*Reading text:*
So, yes, even a few minutes in AF presents a real risk. Hours at a time even more. And then there's the problem of cardiomyopathy associated with that 9% burden you cited. It might not sound like much, but the literature suggests that somewhere between 3-8% is the demarcation point where you must stop the AF one way or another or risk having permanent remodeling of the heart. Enlargement, mitral valve problems, fibrosis in the substrate, and all the other things that can gang up and lead eventually, years later, to heart failure, a term I loath but which the meds continue to use.
You said you don't want to have a stroke. They know that! They don't want you to have a stroke either, and they don't want their friends, nurse and MD colleagues, judging them for not taking your risk seriously enough to insist that you take a DOAC or find another physician who will tell you what you want to hear.
I am sorry to sound 'strident' and rigid, hectoring you maybe. I take it as a duty to impart what I know to the discussions that the server highlites for my feed on this site, and heart health is the Big One for me. I'm not medically trained, but I know just enough to feel I MUST warn people about risks they may not understand or even know about. And, in the end, if you continue to trust your cardiologist and EP, you kinda have to listen to them and argue persuasively why you won't do as they ask you to convincingly.
Again, if my post sounds overbearing, forgive me.

*Exercise tasks:*
1. Condense the paragraph of the post beginning "So, yes, even a few minutes in AF" into a short list that keeps its main facts.
2. Return, word for word, the part of the post that opens with the words containing "You said you" and closes with "want to hear.".
None of the rows have any bearing on the post.

[Saved entries]
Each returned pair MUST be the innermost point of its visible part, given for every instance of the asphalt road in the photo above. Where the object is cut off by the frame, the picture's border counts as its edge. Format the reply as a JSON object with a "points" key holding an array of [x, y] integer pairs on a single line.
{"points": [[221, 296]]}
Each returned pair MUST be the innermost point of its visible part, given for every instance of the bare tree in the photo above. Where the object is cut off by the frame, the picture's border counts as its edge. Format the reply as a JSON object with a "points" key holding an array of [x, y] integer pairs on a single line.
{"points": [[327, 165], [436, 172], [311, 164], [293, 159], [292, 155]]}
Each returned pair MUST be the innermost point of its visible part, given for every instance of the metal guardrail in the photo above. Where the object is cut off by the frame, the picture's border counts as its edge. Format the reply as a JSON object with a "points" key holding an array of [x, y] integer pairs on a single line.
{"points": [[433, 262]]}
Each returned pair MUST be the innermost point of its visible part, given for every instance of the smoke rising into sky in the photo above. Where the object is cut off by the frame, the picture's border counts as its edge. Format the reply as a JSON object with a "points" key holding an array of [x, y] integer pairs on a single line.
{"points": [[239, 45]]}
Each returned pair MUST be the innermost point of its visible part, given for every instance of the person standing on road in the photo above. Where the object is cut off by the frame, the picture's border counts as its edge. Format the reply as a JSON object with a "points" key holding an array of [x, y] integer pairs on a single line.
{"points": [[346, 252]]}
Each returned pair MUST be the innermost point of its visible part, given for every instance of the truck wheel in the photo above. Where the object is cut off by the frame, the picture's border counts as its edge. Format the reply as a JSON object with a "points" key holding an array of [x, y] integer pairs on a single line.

*Task solutions:*
1.
- Even a few minutes in AF is a real risk, and hours at a time are riskier still.
- The cited 9% burden also raises the problem of cardiomyopathy.
- The literature puts the cutoff somewhere between 3% and 8%. Past that point, AF must be stopped one way or another, or the heart risks permanent remodeling.
- That remodeling includes enlargement, mitral valve problems and fibrosis in the substrate. These changes can eventually, years later, lead to heart failure.

2.
You said you don't want to have a stroke. They know that! They don't want you to have a stroke either, and they don't want their friends, nurse and MD colleagues, judging them for not taking your risk seriously enough to insist that you take a DOAC or find another physician who will tell you what you want to hear.